[[ EXCERPTED RECORDS, beginning ]]

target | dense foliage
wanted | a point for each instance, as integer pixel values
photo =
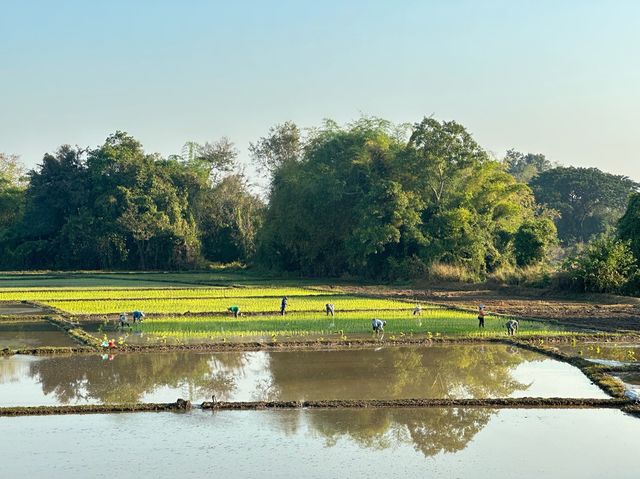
(606, 265)
(119, 207)
(589, 201)
(369, 199)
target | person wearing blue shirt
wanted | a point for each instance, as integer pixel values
(378, 326)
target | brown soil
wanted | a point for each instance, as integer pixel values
(591, 311)
(182, 405)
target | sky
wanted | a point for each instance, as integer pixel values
(559, 77)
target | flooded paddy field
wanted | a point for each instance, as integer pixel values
(439, 371)
(438, 442)
(607, 353)
(32, 334)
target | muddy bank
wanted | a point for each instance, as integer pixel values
(47, 350)
(92, 344)
(179, 405)
(518, 403)
(593, 311)
(182, 405)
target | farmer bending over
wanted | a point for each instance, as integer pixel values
(512, 327)
(378, 326)
(481, 316)
(122, 320)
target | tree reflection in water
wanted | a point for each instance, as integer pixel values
(439, 372)
(451, 371)
(128, 377)
(430, 430)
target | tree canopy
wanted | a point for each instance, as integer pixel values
(117, 206)
(365, 199)
(589, 201)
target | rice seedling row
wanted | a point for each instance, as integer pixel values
(460, 324)
(246, 305)
(141, 294)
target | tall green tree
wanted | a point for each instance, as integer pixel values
(629, 225)
(525, 167)
(588, 200)
(363, 199)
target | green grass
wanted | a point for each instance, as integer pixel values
(166, 293)
(212, 305)
(432, 323)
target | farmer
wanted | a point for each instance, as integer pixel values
(329, 309)
(378, 326)
(512, 327)
(137, 316)
(122, 320)
(481, 316)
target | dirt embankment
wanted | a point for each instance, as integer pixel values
(591, 311)
(182, 405)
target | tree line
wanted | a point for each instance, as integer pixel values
(369, 198)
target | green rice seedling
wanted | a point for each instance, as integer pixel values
(166, 293)
(247, 305)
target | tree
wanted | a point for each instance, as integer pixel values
(588, 200)
(629, 225)
(229, 217)
(533, 240)
(605, 265)
(525, 167)
(363, 200)
(283, 144)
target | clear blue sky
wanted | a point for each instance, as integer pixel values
(556, 77)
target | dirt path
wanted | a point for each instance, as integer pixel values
(593, 311)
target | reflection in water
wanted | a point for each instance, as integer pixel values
(128, 377)
(32, 334)
(454, 371)
(430, 431)
(394, 373)
(621, 352)
(407, 443)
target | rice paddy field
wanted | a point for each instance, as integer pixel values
(187, 309)
(193, 308)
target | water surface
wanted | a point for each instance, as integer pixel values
(478, 443)
(32, 334)
(444, 371)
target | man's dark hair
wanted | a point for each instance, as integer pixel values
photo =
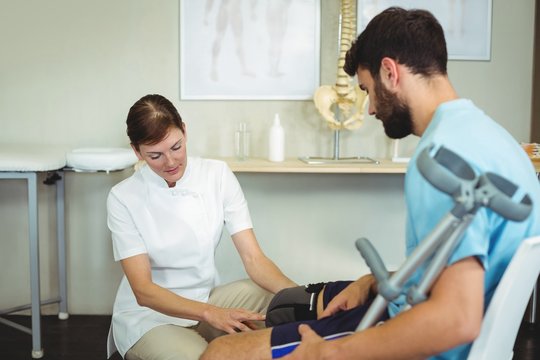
(413, 38)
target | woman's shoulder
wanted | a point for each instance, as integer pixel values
(130, 184)
(208, 165)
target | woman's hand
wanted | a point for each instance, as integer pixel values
(231, 320)
(352, 296)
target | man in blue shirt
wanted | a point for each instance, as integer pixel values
(400, 60)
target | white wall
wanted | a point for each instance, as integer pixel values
(70, 70)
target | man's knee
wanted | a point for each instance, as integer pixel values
(294, 304)
(211, 352)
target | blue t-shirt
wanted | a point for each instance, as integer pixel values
(464, 129)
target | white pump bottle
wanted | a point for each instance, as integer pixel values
(276, 141)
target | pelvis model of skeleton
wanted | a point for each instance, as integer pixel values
(342, 105)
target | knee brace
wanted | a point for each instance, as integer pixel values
(294, 304)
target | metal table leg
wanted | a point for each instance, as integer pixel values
(60, 230)
(37, 350)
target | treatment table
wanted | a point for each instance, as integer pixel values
(25, 163)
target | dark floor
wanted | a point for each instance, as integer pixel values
(84, 337)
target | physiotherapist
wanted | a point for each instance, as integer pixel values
(166, 221)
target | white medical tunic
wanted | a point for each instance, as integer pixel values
(179, 229)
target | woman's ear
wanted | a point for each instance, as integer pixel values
(184, 131)
(136, 152)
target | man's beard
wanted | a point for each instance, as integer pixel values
(394, 113)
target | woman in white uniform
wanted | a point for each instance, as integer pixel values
(166, 221)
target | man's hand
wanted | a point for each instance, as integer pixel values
(352, 296)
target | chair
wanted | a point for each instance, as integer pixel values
(505, 312)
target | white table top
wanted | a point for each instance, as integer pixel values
(31, 158)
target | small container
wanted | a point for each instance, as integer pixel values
(276, 141)
(242, 142)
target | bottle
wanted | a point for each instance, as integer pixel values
(242, 139)
(276, 141)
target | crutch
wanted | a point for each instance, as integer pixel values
(449, 173)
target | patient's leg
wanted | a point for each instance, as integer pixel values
(253, 345)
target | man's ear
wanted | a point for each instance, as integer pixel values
(389, 72)
(136, 152)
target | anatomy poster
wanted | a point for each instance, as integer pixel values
(249, 49)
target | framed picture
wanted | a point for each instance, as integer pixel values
(466, 23)
(249, 49)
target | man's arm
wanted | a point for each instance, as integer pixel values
(451, 316)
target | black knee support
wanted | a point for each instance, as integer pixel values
(294, 304)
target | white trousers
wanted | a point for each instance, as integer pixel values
(171, 342)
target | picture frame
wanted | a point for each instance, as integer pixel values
(249, 50)
(466, 23)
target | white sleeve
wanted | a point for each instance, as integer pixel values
(126, 239)
(235, 208)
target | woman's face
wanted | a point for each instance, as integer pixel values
(167, 158)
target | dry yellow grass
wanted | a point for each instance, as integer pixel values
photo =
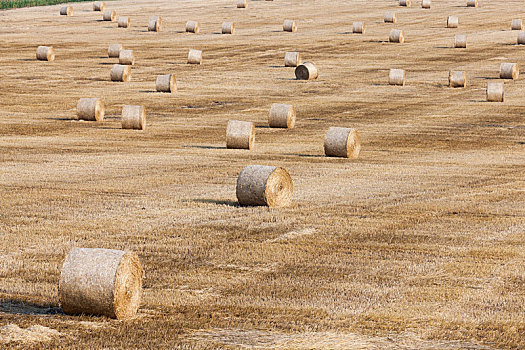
(418, 243)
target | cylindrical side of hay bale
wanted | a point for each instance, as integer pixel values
(264, 185)
(120, 72)
(342, 142)
(91, 109)
(166, 83)
(195, 56)
(192, 27)
(509, 71)
(358, 27)
(228, 28)
(306, 71)
(292, 59)
(495, 91)
(240, 134)
(123, 22)
(102, 282)
(282, 116)
(45, 53)
(396, 36)
(133, 117)
(114, 50)
(397, 77)
(126, 57)
(289, 25)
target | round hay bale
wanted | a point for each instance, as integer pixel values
(396, 36)
(114, 50)
(109, 15)
(306, 71)
(509, 71)
(45, 53)
(264, 185)
(292, 59)
(282, 116)
(91, 109)
(289, 25)
(397, 77)
(101, 282)
(195, 56)
(228, 28)
(342, 142)
(495, 91)
(133, 117)
(66, 10)
(240, 134)
(166, 83)
(457, 79)
(126, 57)
(192, 27)
(121, 72)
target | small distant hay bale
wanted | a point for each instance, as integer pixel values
(342, 142)
(166, 83)
(126, 57)
(228, 28)
(121, 72)
(509, 71)
(133, 117)
(292, 59)
(306, 71)
(495, 91)
(264, 185)
(101, 282)
(240, 134)
(289, 25)
(397, 77)
(195, 56)
(91, 109)
(193, 27)
(281, 116)
(45, 53)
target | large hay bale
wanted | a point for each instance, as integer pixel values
(45, 53)
(121, 72)
(281, 116)
(240, 134)
(264, 185)
(509, 71)
(102, 282)
(166, 83)
(306, 71)
(133, 117)
(342, 142)
(91, 109)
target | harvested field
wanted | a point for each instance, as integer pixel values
(417, 244)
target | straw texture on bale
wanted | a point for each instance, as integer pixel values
(342, 142)
(306, 71)
(495, 91)
(166, 83)
(264, 185)
(292, 59)
(133, 117)
(45, 53)
(101, 282)
(397, 77)
(509, 71)
(282, 116)
(121, 72)
(289, 25)
(91, 109)
(240, 134)
(195, 56)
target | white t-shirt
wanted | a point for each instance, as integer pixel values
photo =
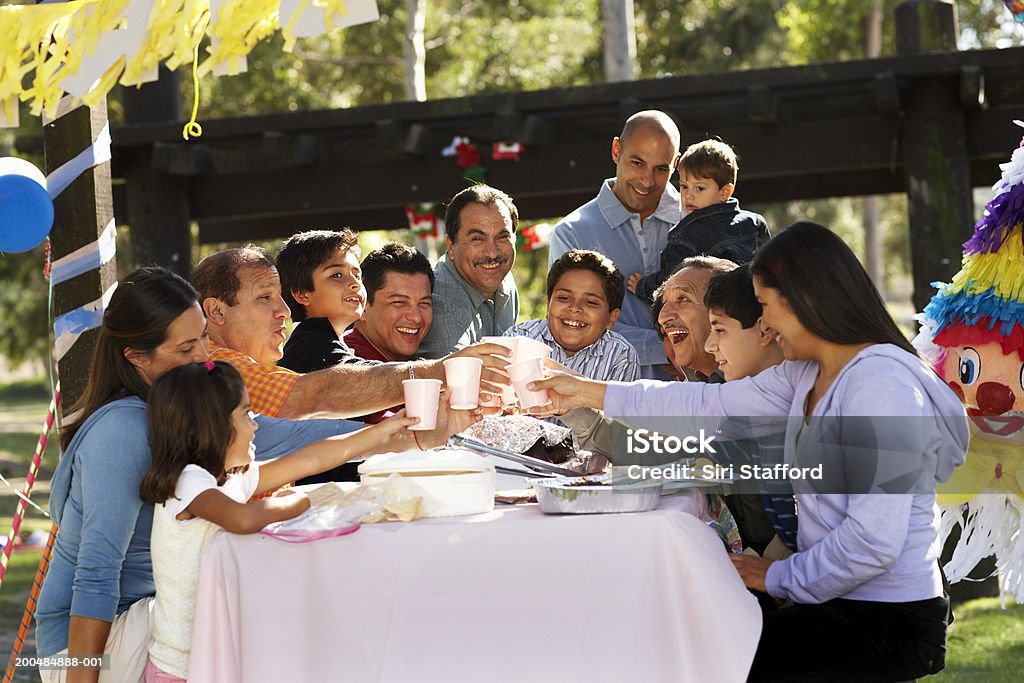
(177, 547)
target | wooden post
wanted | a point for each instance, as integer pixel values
(81, 213)
(157, 202)
(934, 132)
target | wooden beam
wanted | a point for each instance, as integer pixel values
(935, 153)
(81, 213)
(156, 203)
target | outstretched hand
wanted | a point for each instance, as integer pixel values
(393, 434)
(496, 358)
(450, 421)
(631, 283)
(566, 392)
(752, 569)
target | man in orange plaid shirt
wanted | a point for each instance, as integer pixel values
(241, 294)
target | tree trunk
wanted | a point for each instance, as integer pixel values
(620, 40)
(415, 52)
(869, 206)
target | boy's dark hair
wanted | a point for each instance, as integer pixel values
(612, 282)
(189, 415)
(392, 257)
(478, 194)
(217, 274)
(711, 159)
(302, 254)
(732, 293)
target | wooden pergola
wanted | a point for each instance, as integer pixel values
(929, 125)
(933, 123)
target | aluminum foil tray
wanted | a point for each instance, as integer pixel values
(567, 496)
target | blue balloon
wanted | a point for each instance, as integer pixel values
(26, 213)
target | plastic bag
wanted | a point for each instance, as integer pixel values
(335, 511)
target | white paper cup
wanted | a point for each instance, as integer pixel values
(522, 374)
(463, 379)
(508, 393)
(528, 349)
(421, 401)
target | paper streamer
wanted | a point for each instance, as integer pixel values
(87, 258)
(71, 326)
(94, 155)
(30, 606)
(30, 481)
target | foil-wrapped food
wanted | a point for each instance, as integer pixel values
(537, 438)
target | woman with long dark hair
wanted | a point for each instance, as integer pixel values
(865, 583)
(97, 591)
(99, 585)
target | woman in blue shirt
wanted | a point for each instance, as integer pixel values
(865, 584)
(96, 593)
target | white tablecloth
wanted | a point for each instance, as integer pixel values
(512, 595)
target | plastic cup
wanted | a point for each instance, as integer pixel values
(422, 397)
(463, 378)
(522, 374)
(527, 349)
(508, 393)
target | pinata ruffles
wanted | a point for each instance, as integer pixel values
(973, 334)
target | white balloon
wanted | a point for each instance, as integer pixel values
(15, 166)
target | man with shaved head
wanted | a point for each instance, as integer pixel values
(629, 221)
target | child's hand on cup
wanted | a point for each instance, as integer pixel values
(631, 284)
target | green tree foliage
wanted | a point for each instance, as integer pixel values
(679, 38)
(834, 30)
(483, 46)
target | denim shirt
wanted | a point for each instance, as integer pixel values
(606, 226)
(463, 315)
(723, 229)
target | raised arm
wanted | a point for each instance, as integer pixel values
(352, 390)
(214, 506)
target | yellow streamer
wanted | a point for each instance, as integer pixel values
(193, 128)
(42, 44)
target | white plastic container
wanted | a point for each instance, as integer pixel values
(453, 481)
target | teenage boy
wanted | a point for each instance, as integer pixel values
(321, 281)
(585, 297)
(714, 224)
(742, 346)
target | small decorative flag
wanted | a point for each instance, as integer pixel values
(467, 155)
(1016, 8)
(456, 141)
(532, 238)
(500, 151)
(422, 219)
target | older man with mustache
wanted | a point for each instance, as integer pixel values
(474, 295)
(682, 316)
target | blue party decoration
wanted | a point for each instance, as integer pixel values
(26, 213)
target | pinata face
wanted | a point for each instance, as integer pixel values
(979, 317)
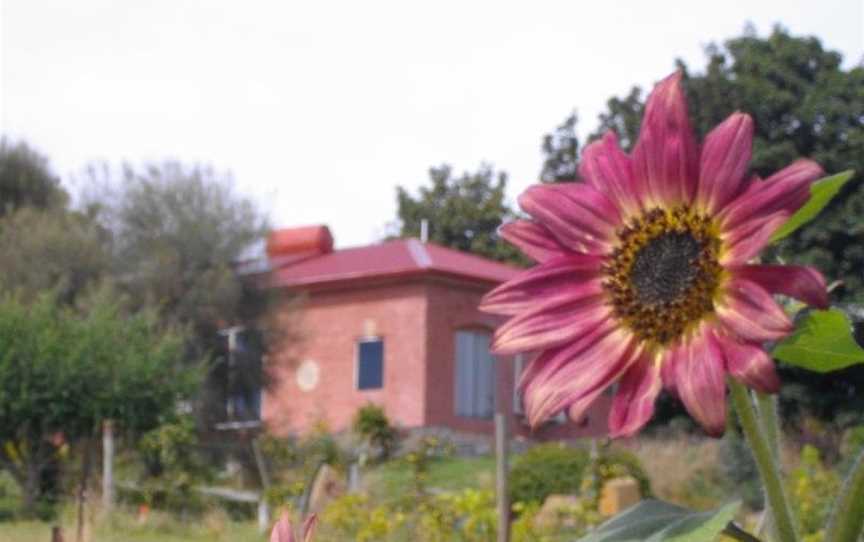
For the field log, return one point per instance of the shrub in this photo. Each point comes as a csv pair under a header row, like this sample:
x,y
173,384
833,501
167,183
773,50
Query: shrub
x,y
372,424
320,446
545,470
614,463
353,517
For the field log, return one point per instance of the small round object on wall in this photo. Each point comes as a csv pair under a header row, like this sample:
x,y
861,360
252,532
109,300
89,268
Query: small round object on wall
x,y
308,374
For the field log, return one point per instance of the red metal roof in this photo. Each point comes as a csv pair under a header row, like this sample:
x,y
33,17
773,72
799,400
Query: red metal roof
x,y
392,258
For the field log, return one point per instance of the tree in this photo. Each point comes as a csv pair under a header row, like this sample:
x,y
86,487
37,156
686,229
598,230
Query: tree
x,y
804,104
26,179
463,212
561,151
54,248
180,232
64,369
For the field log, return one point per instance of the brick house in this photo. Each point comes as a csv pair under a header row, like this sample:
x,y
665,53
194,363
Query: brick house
x,y
395,324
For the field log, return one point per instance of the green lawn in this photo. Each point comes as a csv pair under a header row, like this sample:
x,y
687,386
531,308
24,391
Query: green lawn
x,y
395,478
384,482
123,527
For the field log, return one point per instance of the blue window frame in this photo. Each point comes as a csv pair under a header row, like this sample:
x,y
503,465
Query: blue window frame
x,y
370,364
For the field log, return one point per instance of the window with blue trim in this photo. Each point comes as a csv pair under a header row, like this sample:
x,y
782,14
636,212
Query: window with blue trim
x,y
370,364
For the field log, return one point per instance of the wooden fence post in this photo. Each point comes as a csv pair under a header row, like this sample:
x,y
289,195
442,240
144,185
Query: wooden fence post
x,y
108,465
501,472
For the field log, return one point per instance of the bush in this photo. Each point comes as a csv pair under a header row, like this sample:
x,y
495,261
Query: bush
x,y
545,470
372,424
320,446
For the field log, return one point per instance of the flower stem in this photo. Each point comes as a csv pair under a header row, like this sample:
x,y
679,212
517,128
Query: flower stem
x,y
847,518
765,461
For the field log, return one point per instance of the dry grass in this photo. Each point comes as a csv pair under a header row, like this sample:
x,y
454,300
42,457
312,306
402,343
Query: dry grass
x,y
684,470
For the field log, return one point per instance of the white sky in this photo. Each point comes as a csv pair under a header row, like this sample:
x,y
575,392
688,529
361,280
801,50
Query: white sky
x,y
320,109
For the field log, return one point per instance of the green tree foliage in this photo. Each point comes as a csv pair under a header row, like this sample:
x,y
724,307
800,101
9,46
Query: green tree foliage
x,y
180,233
464,212
55,248
804,105
561,153
64,369
26,180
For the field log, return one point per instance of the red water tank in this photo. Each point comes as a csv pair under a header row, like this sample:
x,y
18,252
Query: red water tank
x,y
302,241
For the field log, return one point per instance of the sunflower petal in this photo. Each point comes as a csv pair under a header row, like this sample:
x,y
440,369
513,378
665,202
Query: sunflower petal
x,y
700,381
751,313
533,239
803,283
785,191
750,364
550,324
551,360
747,240
633,404
575,276
579,216
724,160
579,381
665,159
608,169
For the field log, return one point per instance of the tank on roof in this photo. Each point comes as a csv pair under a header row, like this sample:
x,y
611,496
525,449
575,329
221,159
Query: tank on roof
x,y
305,240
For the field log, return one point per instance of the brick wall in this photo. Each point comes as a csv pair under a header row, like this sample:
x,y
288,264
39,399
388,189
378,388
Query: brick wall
x,y
331,323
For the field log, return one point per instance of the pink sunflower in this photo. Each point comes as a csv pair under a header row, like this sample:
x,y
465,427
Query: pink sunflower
x,y
644,273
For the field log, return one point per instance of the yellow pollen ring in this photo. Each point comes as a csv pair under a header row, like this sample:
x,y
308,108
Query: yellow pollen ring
x,y
663,276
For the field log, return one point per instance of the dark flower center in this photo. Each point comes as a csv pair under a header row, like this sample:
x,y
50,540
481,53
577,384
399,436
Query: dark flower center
x,y
664,273
664,268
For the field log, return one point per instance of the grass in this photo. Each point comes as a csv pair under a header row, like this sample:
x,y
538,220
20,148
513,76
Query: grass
x,y
124,527
395,478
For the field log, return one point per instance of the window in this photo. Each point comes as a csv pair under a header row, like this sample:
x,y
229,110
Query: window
x,y
236,379
475,375
370,364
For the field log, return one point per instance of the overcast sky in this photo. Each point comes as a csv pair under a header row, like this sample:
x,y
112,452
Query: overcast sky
x,y
320,109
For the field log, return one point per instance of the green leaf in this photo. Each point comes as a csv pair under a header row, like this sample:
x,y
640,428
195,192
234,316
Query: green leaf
x,y
657,521
821,192
822,342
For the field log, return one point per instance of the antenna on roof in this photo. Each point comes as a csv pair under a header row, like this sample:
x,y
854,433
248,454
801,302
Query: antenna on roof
x,y
424,230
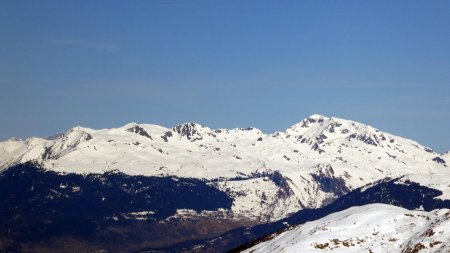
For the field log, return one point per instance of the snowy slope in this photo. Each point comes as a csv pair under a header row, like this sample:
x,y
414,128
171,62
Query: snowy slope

[[ EXCERPTED RECORDS, end ]]

→ WORK TO BE COMPLETED: Reproduce every line from the preceding data in which the word "shirt" can be found.

→ ANSWER FOR THIS EXERCISE:
target | person wearing blue shirt
target | man in blue shirt
target | blue t-shirt
target | white t-shirt
target | man in orange plaid shirt
target | woman in blue shirt
target | denim shirt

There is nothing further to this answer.